*GOAL OF THE EXERCISE*:
Please print the entries below exactly, from the line with "[[142, 343], [154, 267], [114, 227], [37, 315], [70, 364]]" through the line with "241], [456, 355]]]", including both of those lines and leaving out all others.

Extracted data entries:
----

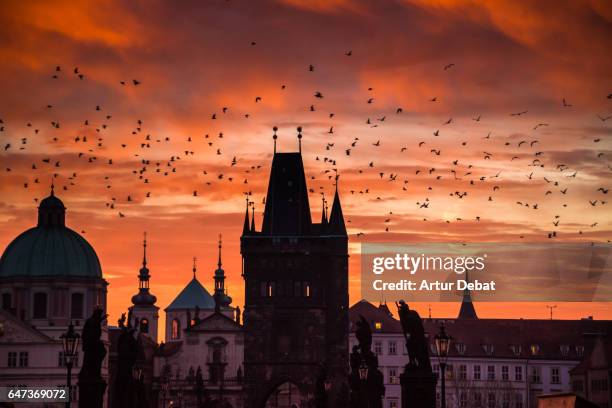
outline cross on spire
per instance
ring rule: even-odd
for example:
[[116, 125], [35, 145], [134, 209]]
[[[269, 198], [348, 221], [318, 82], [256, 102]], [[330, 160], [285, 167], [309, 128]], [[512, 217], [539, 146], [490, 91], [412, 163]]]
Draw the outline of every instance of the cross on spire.
[[196, 261], [198, 260], [198, 258], [196, 258], [195, 256], [193, 257], [193, 279], [196, 278], [196, 271], [197, 271], [197, 267], [196, 267]]
[[222, 235], [219, 234], [219, 261], [217, 262], [217, 266], [221, 269], [221, 247], [223, 245]]
[[142, 241], [142, 266], [147, 266], [147, 231], [144, 232]]

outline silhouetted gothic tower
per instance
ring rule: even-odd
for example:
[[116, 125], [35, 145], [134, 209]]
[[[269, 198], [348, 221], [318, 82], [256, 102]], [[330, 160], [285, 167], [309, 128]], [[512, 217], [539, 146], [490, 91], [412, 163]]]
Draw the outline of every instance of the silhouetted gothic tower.
[[241, 237], [247, 407], [264, 407], [277, 396], [290, 401], [287, 406], [312, 403], [322, 365], [335, 406], [348, 371], [348, 237], [342, 207], [336, 186], [329, 220], [312, 222], [301, 144], [299, 152], [277, 153], [274, 131], [261, 231], [249, 223], [247, 199]]

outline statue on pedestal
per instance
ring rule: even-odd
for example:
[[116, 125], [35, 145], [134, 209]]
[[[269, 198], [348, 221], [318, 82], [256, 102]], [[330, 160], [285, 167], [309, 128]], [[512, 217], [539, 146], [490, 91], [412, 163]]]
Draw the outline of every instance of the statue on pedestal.
[[402, 408], [435, 408], [437, 378], [429, 361], [423, 321], [403, 300], [396, 306], [408, 351], [408, 364], [400, 375]]
[[79, 372], [79, 408], [102, 408], [106, 382], [102, 378], [102, 362], [106, 347], [100, 339], [102, 323], [107, 315], [97, 308], [85, 321], [81, 334], [83, 367]]

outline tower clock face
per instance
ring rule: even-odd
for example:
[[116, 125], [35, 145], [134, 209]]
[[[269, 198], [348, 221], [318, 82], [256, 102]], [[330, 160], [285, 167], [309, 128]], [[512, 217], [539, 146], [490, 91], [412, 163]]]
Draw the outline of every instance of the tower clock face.
[[4, 322], [0, 322], [0, 337], [4, 336]]

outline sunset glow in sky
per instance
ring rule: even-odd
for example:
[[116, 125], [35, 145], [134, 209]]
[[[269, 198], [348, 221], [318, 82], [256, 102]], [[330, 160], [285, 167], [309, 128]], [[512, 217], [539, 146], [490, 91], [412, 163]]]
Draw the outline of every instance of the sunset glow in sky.
[[[340, 175], [351, 303], [362, 242], [609, 242], [612, 3], [522, 3], [2, 2], [0, 249], [36, 223], [56, 174], [110, 283], [111, 323], [137, 292], [144, 231], [158, 306], [193, 257], [212, 287], [221, 233], [242, 307], [245, 193], [259, 226], [273, 126], [279, 151], [303, 128], [314, 220]], [[586, 315], [612, 308], [555, 309]]]

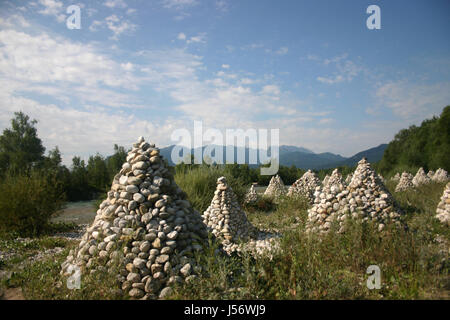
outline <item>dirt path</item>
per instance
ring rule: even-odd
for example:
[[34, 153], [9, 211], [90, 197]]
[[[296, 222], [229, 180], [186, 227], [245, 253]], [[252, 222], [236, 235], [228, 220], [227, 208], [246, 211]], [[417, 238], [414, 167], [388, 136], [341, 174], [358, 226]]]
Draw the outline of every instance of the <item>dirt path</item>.
[[21, 288], [7, 288], [1, 291], [0, 289], [0, 300], [25, 300]]

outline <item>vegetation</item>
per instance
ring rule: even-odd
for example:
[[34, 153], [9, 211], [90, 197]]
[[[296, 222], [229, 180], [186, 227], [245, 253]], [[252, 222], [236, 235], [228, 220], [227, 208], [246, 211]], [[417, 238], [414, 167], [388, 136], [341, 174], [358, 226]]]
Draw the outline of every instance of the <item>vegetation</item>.
[[440, 117], [400, 130], [384, 151], [378, 169], [386, 176], [396, 172], [416, 172], [443, 168], [450, 171], [450, 106]]

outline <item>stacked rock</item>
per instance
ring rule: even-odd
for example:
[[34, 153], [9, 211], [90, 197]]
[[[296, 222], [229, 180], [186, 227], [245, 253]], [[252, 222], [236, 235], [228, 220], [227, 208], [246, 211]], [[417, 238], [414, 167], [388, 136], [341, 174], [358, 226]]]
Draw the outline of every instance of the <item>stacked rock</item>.
[[62, 274], [74, 265], [82, 272], [117, 268], [123, 293], [163, 298], [172, 284], [195, 277], [200, 266], [193, 253], [207, 237], [201, 215], [185, 200], [159, 149], [140, 137]]
[[267, 186], [264, 196], [277, 198], [285, 194], [284, 183], [279, 175], [273, 176], [270, 179], [269, 185]]
[[450, 180], [450, 177], [447, 173], [447, 171], [445, 171], [444, 169], [437, 169], [436, 173], [433, 176], [433, 181], [434, 182], [447, 182], [448, 180]]
[[250, 190], [245, 195], [244, 203], [250, 204], [258, 201], [258, 194], [256, 193], [255, 186], [252, 184]]
[[242, 251], [240, 242], [247, 242], [247, 246], [253, 247], [256, 253], [261, 253], [261, 248], [270, 244], [268, 233], [259, 232], [248, 221], [225, 177], [217, 179], [214, 197], [202, 217], [208, 230], [222, 242], [223, 249], [228, 254]]
[[352, 177], [353, 177], [353, 173], [349, 173], [349, 174], [347, 175], [347, 178], [345, 178], [345, 184], [346, 184], [346, 185], [349, 185], [349, 184], [350, 184], [350, 182], [352, 181]]
[[328, 191], [331, 189], [332, 186], [336, 186], [341, 191], [345, 187], [344, 180], [342, 179], [342, 174], [339, 172], [338, 169], [333, 170], [331, 176], [327, 179], [326, 183], [324, 183], [323, 190]]
[[328, 180], [330, 179], [330, 176], [329, 175], [326, 175], [325, 176], [325, 178], [323, 178], [323, 180], [322, 180], [322, 185], [323, 186], [326, 186], [327, 184], [328, 184]]
[[414, 177], [411, 173], [403, 172], [402, 176], [400, 177], [400, 181], [395, 187], [395, 192], [405, 191], [414, 188], [414, 184], [412, 182], [413, 178]]
[[395, 174], [395, 176], [393, 176], [391, 179], [392, 179], [392, 181], [399, 182], [400, 181], [400, 173], [397, 172]]
[[433, 180], [433, 177], [434, 177], [434, 171], [433, 171], [433, 170], [428, 171], [427, 177], [430, 178], [431, 180]]
[[450, 226], [450, 182], [445, 186], [441, 201], [436, 208], [436, 218]]
[[380, 231], [387, 223], [400, 220], [400, 210], [392, 195], [365, 158], [358, 162], [352, 181], [343, 191], [332, 185], [329, 192], [317, 194], [308, 210], [306, 230], [327, 232], [337, 220], [339, 232], [343, 232], [349, 218], [375, 221]]
[[288, 196], [302, 196], [308, 199], [310, 203], [314, 202], [314, 192], [317, 187], [320, 186], [320, 179], [317, 175], [308, 170], [305, 174], [295, 181], [292, 186], [289, 187]]
[[418, 187], [422, 184], [427, 184], [430, 182], [431, 182], [431, 179], [425, 174], [425, 171], [423, 170], [423, 168], [420, 168], [419, 170], [417, 170], [416, 175], [412, 179], [412, 183], [415, 187]]
[[381, 174], [379, 174], [378, 177], [380, 178], [380, 180], [381, 180], [383, 183], [386, 183], [386, 179], [385, 179]]

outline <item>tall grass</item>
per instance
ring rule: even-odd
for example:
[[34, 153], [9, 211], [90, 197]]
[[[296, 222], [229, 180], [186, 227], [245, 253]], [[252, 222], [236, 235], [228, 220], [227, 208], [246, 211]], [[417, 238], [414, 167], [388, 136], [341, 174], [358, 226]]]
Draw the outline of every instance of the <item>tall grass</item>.
[[198, 166], [188, 167], [175, 173], [175, 182], [187, 194], [192, 206], [200, 212], [205, 211], [214, 196], [217, 179], [221, 176], [227, 178], [227, 183], [233, 189], [238, 201], [247, 192], [246, 186], [239, 178], [234, 178], [222, 166]]

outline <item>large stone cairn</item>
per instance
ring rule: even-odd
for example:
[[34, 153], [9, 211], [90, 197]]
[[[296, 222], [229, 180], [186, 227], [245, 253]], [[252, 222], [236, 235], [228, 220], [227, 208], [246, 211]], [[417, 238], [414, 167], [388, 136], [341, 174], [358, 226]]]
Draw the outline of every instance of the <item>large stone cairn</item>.
[[432, 180], [434, 182], [447, 182], [448, 180], [450, 180], [450, 177], [449, 177], [447, 171], [439, 168], [436, 170], [436, 173], [434, 174]]
[[159, 149], [140, 137], [94, 222], [62, 264], [62, 274], [69, 275], [70, 265], [91, 273], [116, 270], [123, 293], [163, 298], [172, 284], [195, 277], [200, 267], [193, 253], [207, 236], [201, 215], [185, 200]]
[[450, 226], [450, 182], [445, 186], [441, 201], [436, 208], [436, 218]]
[[287, 195], [290, 197], [302, 196], [308, 199], [310, 203], [313, 203], [314, 192], [320, 185], [321, 182], [317, 175], [311, 170], [308, 170], [300, 179], [295, 181], [292, 186], [289, 187]]
[[277, 198], [285, 194], [284, 183], [279, 175], [273, 176], [270, 179], [269, 185], [266, 191], [264, 191], [264, 196]]
[[250, 190], [248, 190], [247, 194], [245, 195], [244, 203], [245, 204], [251, 204], [258, 201], [258, 194], [256, 193], [255, 186], [252, 184], [250, 186]]
[[[202, 217], [208, 230], [221, 241], [223, 250], [228, 254], [242, 250], [261, 254], [271, 249], [273, 235], [258, 231], [248, 221], [225, 177], [217, 179], [214, 197]], [[241, 242], [246, 242], [243, 247]]]
[[423, 168], [420, 168], [419, 170], [417, 170], [416, 175], [412, 179], [412, 183], [415, 187], [418, 187], [422, 184], [427, 184], [430, 182], [431, 182], [431, 179], [425, 174], [425, 171], [423, 170]]
[[405, 191], [414, 188], [414, 184], [412, 182], [413, 178], [414, 177], [411, 173], [403, 172], [402, 176], [400, 177], [400, 181], [395, 187], [395, 192]]
[[380, 231], [387, 223], [400, 222], [400, 210], [392, 195], [365, 158], [358, 162], [350, 184], [342, 191], [338, 186], [316, 193], [314, 205], [308, 210], [308, 232], [327, 232], [335, 219], [339, 232], [345, 231], [349, 218], [375, 221]]

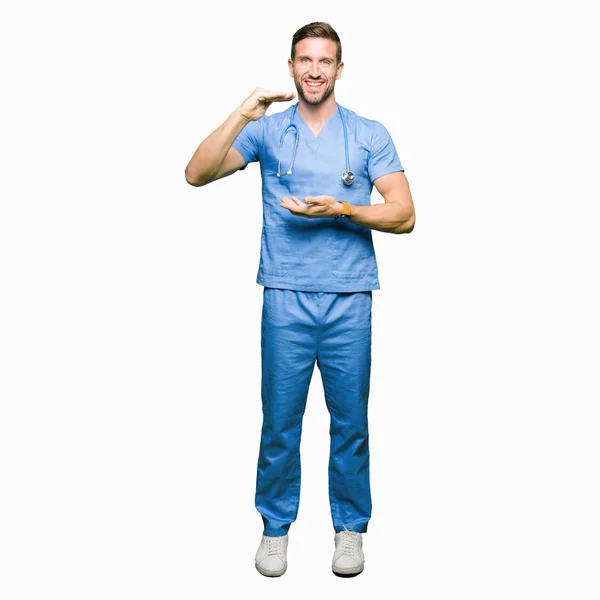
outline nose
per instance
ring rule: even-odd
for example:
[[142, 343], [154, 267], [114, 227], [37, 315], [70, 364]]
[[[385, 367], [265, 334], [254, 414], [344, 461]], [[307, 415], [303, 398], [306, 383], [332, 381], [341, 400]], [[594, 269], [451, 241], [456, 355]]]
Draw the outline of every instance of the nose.
[[319, 78], [319, 63], [318, 62], [313, 62], [312, 67], [310, 68], [310, 74], [311, 77], [313, 77], [314, 79], [318, 79]]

----

*REPLY TO THE TASK*:
[[142, 343], [154, 267], [114, 227], [37, 315], [70, 364]]
[[[385, 367], [265, 334], [254, 414], [344, 461]], [[307, 415], [303, 398], [306, 383], [332, 381], [341, 400]], [[594, 269], [451, 241], [456, 355]]]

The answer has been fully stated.